= Objetivo da tarefa =
Converta as linhas abaixo em uma tabela Markdown com as colunas Nº e Linha, numerando cada linha e omitindo as que estiverem em branco.

━━ Dados fornecidos

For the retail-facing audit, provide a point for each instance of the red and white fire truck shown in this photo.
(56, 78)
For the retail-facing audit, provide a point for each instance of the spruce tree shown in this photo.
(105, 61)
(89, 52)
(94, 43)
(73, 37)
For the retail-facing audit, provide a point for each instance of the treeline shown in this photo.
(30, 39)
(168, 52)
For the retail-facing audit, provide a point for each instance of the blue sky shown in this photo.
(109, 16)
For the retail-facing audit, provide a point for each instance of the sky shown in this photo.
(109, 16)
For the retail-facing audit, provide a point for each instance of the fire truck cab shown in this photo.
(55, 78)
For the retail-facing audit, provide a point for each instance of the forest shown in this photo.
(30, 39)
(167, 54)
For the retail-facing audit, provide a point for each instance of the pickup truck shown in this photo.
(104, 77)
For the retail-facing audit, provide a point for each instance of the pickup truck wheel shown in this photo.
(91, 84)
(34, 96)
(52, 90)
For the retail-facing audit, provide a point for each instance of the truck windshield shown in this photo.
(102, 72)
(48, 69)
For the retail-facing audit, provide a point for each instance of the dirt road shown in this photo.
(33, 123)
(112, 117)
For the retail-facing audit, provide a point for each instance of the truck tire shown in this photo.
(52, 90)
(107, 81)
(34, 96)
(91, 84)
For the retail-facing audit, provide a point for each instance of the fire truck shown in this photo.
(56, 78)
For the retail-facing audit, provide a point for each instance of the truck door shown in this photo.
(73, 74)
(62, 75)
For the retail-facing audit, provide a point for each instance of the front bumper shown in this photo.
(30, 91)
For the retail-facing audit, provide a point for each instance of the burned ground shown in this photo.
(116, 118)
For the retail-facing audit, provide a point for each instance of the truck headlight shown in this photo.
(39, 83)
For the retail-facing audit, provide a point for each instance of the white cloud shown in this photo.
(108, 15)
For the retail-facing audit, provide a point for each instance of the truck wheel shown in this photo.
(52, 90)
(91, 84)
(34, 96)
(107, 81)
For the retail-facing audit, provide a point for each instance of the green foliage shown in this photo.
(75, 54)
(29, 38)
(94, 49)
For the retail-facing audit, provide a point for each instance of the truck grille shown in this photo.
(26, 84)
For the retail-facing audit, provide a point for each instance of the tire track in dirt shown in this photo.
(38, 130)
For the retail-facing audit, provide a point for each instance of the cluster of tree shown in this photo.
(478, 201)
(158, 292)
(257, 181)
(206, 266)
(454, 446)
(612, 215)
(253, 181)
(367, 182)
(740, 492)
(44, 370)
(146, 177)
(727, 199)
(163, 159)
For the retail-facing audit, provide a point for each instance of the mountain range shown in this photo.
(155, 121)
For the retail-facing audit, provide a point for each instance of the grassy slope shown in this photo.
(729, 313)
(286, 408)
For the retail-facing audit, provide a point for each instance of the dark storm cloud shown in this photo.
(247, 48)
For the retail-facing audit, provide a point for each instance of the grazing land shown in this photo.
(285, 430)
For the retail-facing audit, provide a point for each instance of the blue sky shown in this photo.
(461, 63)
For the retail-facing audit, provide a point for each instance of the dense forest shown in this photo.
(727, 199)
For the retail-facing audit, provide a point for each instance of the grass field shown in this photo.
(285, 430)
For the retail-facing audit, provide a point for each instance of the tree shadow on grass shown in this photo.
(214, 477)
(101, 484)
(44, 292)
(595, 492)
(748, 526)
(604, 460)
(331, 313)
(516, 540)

━━━━

= Resolução do exercício =
| Nº | Linha |
|---|---|
| 1 | For the retail-facing audit, provide a point for each instance of the red and white fire truck shown in this photo. |
| 2 | (56, 78) |
| 3 | For the retail-facing audit, provide a point for each instance of the spruce tree shown in this photo. |
| 4 | (105, 61) |
| 5 | (89, 52) |
| 6 | (94, 43) |
| 7 | (73, 37) |
| 8 | For the retail-facing audit, provide a point for each instance of the treeline shown in this photo. |
| 9 | (30, 39) |
| 10 | (168, 52) |
| 11 | For the retail-facing audit, provide a point for each instance of the blue sky shown in this photo. |
| 12 | (109, 16) |
| 13 | For the retail-facing audit, provide a point for each instance of the sky shown in this photo. |
| 14 | (109, 16) |
| 15 | For the retail-facing audit, provide a point for each instance of the fire truck cab shown in this photo. |
| 16 | (55, 78) |
| 17 | For the retail-facing audit, provide a point for each instance of the forest shown in this photo. |
| 18 | (30, 39) |
| 19 | (167, 54) |
| 20 | For the retail-facing audit, provide a point for each instance of the pickup truck shown in this photo. |
| 21 | (104, 77) |
| 22 | For the retail-facing audit, provide a point for each instance of the pickup truck wheel shown in this photo. |
| 23 | (91, 84) |
| 24 | (34, 96) |
| 25 | (52, 90) |
| 26 | For the retail-facing audit, provide a point for each instance of the truck windshield shown in this photo. |
| 27 | (102, 72) |
| 28 | (48, 69) |
| 29 | For the retail-facing audit, provide a point for each instance of the dirt road shown in this photo. |
| 30 | (33, 123) |
| 31 | (112, 117) |
| 32 | For the retail-facing audit, provide a point for each instance of the truck tire shown in this photo. |
| 33 | (52, 90) |
| 34 | (107, 81) |
| 35 | (34, 96) |
| 36 | (91, 84) |
| 37 | For the retail-facing audit, provide a point for each instance of the fire truck shown in this photo. |
| 38 | (56, 78) |
| 39 | For the retail-facing audit, provide a point for each instance of the truck door shown in this photo. |
| 40 | (73, 74) |
| 41 | (62, 75) |
| 42 | For the retail-facing audit, provide a point for each instance of the front bumper shown in this photo. |
| 43 | (30, 91) |
| 44 | For the retail-facing audit, provide a point for each instance of the burned ground shown in this photo. |
| 45 | (116, 118) |
| 46 | For the retail-facing audit, provide a point for each instance of the truck headlight shown in this photo. |
| 47 | (39, 83) |
| 48 | For the retail-facing audit, provide a point for each instance of the white cloud shown in this photo. |
| 49 | (108, 15) |
| 50 | For the retail-facing audit, provide a point for each instance of the truck wheel shown in this photo. |
| 51 | (52, 90) |
| 52 | (91, 84) |
| 53 | (34, 96) |
| 54 | (107, 81) |
| 55 | For the retail-facing audit, provide a point for each instance of the green foliage shown in this photo. |
| 56 | (75, 54) |
| 57 | (29, 38) |
| 58 | (94, 49) |
| 59 | For the retail-facing audit, provide a point for each instance of the truck grille shown in this photo. |
| 60 | (26, 84) |
| 61 | For the retail-facing audit, provide a point for each instance of the tire track in dirt shown in this photo. |
| 62 | (38, 130) |
| 63 | For the retail-facing audit, provide a point for each instance of the cluster of tree shown in this photo. |
| 64 | (478, 201) |
| 65 | (158, 292) |
| 66 | (257, 181) |
| 67 | (206, 266) |
| 68 | (454, 446) |
| 69 | (612, 215) |
| 70 | (253, 181) |
| 71 | (367, 182) |
| 72 | (740, 492) |
| 73 | (44, 370) |
| 74 | (146, 177) |
| 75 | (727, 199) |
| 76 | (163, 159) |
| 77 | For the retail-facing audit, provide a point for each instance of the mountain range shown in this photo. |
| 78 | (155, 121) |
| 79 | For the retail-facing audit, provide a point for each instance of the grassy slope shown in this photo. |
| 80 | (729, 313) |
| 81 | (286, 408) |
| 82 | For the retail-facing audit, provide a point for each instance of the dark storm cloud shown in this photo. |
| 83 | (247, 48) |
| 84 | For the retail-facing audit, provide a point for each instance of the grazing land shown in this photo. |
| 85 | (285, 430) |
| 86 | For the retail-facing audit, provide a point for each instance of the blue sky shown in this photo. |
| 87 | (461, 63) |
| 88 | For the retail-facing audit, provide a point for each instance of the dense forest shown in this photo. |
| 89 | (727, 199) |
| 90 | For the retail-facing audit, provide a point for each instance of the grass field shown in this photo. |
| 91 | (285, 430) |
| 92 | For the retail-facing audit, provide a point for each instance of the tree shadow on grass shown in this photo. |
| 93 | (214, 477) |
| 94 | (101, 484) |
| 95 | (44, 292) |
| 96 | (595, 492) |
| 97 | (748, 526) |
| 98 | (604, 460) |
| 99 | (331, 313) |
| 100 | (516, 540) |